**Data lines:**
<<<<

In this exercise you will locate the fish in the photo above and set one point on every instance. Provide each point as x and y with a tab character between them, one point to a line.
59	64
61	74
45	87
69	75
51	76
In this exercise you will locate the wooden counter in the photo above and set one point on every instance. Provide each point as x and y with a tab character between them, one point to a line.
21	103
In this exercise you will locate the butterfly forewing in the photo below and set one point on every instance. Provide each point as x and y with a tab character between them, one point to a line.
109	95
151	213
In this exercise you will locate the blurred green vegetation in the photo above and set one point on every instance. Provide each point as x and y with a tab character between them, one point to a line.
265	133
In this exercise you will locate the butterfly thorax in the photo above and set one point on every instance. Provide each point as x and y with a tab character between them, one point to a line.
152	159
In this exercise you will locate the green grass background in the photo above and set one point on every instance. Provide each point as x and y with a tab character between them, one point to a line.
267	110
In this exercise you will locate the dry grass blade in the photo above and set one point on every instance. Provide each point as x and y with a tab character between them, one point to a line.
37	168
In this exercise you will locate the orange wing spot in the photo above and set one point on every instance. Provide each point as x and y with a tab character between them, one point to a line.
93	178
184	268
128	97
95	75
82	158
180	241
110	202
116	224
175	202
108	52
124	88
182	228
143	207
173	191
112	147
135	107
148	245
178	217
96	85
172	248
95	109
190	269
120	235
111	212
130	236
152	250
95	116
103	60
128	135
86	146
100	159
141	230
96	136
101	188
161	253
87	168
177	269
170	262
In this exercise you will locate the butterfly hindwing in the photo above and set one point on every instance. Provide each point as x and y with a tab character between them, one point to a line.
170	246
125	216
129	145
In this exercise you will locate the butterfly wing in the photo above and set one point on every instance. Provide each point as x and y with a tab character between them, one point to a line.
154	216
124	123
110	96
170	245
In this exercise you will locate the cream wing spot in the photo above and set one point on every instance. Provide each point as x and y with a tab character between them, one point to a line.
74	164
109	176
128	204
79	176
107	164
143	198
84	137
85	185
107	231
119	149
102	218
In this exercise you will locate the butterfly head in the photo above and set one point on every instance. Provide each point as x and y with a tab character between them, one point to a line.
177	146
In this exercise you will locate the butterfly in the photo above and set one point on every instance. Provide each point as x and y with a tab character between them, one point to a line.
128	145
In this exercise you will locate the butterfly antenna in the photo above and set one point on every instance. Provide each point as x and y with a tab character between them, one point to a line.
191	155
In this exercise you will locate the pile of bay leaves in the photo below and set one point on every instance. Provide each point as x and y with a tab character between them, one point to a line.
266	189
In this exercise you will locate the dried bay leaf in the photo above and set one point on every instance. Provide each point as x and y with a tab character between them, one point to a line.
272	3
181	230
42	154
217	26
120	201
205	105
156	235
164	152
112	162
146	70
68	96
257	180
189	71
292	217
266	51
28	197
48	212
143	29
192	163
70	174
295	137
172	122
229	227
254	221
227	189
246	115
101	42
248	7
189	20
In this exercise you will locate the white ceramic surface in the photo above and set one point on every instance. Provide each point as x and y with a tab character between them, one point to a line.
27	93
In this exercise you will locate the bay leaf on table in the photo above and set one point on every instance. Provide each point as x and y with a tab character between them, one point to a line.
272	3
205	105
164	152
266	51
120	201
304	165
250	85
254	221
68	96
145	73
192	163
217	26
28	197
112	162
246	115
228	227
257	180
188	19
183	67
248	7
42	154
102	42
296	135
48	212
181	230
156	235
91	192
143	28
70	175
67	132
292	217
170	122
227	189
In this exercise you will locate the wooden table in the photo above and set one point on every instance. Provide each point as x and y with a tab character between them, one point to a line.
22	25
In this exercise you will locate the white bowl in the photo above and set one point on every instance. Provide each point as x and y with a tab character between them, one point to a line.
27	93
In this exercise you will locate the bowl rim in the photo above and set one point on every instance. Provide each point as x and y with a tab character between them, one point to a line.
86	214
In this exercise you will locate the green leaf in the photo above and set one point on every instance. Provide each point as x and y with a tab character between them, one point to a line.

>>>>

**What you will do:**
Render every line of the listing above as a numbered list, omitting any blank lines.

**Correct answer:**
1. In this exercise you will locate the fish in the photo above and set one point on every instance. Provide each point as x and y with a tab character between them, one point to a line.
2. 59	64
3. 61	74
4. 45	87
5. 69	75
6. 51	76
7. In this exercise you will locate the wooden counter in the photo above and set one point on every instance. Provide each point as x and y with a tab character between them, one point to a line.
8. 21	103
9. In this exercise you will locate the butterfly forewing in the photo below and set one point on every instance. Provide each point as x and y with a tab character between them, one point to a line.
10. 109	95
11. 151	213
12. In this exercise you will locate the blurred green vegetation in the photo above and set one point on every instance. Provide each point as x and y with a tab character between them, one point to a line.
13. 265	133
14. In this exercise you will locate the butterfly thorax in the photo above and set one point on every instance. Provide each point as x and y with a tab character between them, one point to a line.
15. 152	159
16. In this exercise you will locate the green grass background in the photo above and set one point on every instance. Provide each point as x and y with a tab character between them, one point to a line.
17. 267	110
18. In this exercise you will locate the dry grass blade in the photo above and set one point on every instance. Provide each point as x and y with a tab character between them, one point to a line.
19. 37	168
20. In this exercise you will locate the orange wing spot in the photo above and set one point on every instance. Provide each point as x and y with a tab character between them, one point to a line.
21. 93	178
22. 184	268
23. 128	97
24. 95	75
25. 82	158
26. 180	241
27. 110	202
28. 116	224
29. 175	202
30. 108	52
31. 124	88
32. 182	228
33. 143	207
34. 173	191
35. 112	147
36. 135	107
37. 148	245
38. 178	217
39. 96	85
40. 172	248
41. 95	109
42. 190	269
43. 120	235
44. 111	212
45. 130	236
46. 152	250
47. 95	116
48. 103	60
49. 128	135
50. 86	146
51. 100	159
52. 141	230
53. 96	136
54. 101	188
55. 161	253
56. 87	168
57. 177	269
58. 170	262
59. In this exercise you will locate the butterfly hindwing in the photo above and set one point on every instance. Provide each point as x and y with a tab character between them, one point to a line.
60. 170	246
61. 125	216
62. 129	145
63. In this exercise you will locate the butterfly wing in the photo above and set one point on every instance. Provide each point as x and y with a tab character between them, one point to a line.
64. 154	216
65. 124	123
66. 110	96
67. 170	245
68. In this exercise you will locate the cream wing spot in the photo above and set one point on every instance. Provide each point as x and y with a tab character between them, one point to a line.
69. 74	164
70. 109	176
71. 128	204
72. 79	176
73. 107	164
74. 143	198
75. 84	137
76. 85	185
77. 107	231
78. 119	149
79. 102	218
80. In this exercise you will locate the butterfly head in the photo above and set one point on every instance. Provide each point as x and y with a tab character between them, one point to a line.
81. 177	146
82. In this exercise you will locate the butterfly in the photo above and set one point on every instance. Provide each point as x and y with a tab character between them, one point to a line.
83. 128	145
84. In this exercise you will locate the butterfly antenna in the photo above and set one point on every instance. Provide each point as x and y with a tab character between them, one point to a line.
85. 191	155
86. In this exercise you will locate the pile of bay leaves in the photo below and set one point on every instance. Provide each point as x and y with a tab character between them, one point to a line.
87. 266	189
88. In this exercise you will locate the dried bay leaf in the photo above and set one point on every instance. Provide each point as x and y with a tab character between them, one point to a line.
89. 272	3
90. 181	230
91. 42	154
92. 217	26
93. 120	201
94. 205	105
95. 156	235
96. 164	152
97. 112	162
98. 146	70
99. 68	96
100. 257	180
101. 189	71
102. 292	217
103. 266	51
104. 28	197
105. 48	212
106. 143	29
107. 192	163
108. 70	174
109. 295	137
110. 172	122
111. 229	227
112. 254	221
113. 227	189
114. 246	115
115. 101	42
116. 248	7
117. 189	20
118. In this exercise you will locate the white ceramic surface in the photo above and set one point on every instance. Provide each point as x and y with a tab character between them, one point to a line.
119. 27	93
120. In this exercise you will locate the bay leaf on table in the photo above and set one point on every instance. Provide each point as x and y with a tab character between them, one point to a line.
121. 272	3
122. 205	105
123. 164	152
124. 266	51
125. 120	201
126. 304	165
127. 250	85
128. 254	221
129. 68	96
130. 145	73
131. 192	163
132. 217	26
133. 28	197
134. 112	162
135. 246	115
136. 228	227
137. 257	180
138. 188	19
139. 183	67
140. 248	7
141. 42	154
142. 102	42
143. 296	135
144. 48	212
145. 181	230
146. 156	235
147. 91	192
148. 143	28
149. 70	175
150. 67	132
151. 292	217
152. 170	122
153. 227	189
154. In this exercise you will locate the wooden table in the photo above and set one point on every instance. Provide each point as x and y with a tab character between them, one point to a line.
155. 22	25
156. In this exercise you will locate the white bowl in the photo above and set one point on every instance. Provide each point as x and y with a tab character between them, one point to a line.
157. 27	93
158. In this exercise you will locate the bowl rim in the photo above and set one point on every instance. Provide each point as x and y with a tab character between them, one point to a line.
159. 86	214
160. In this exercise you will locate the green leaf in the photo above and set one point on every instance. Provide each point as x and y with a tab character between them, one point to a line.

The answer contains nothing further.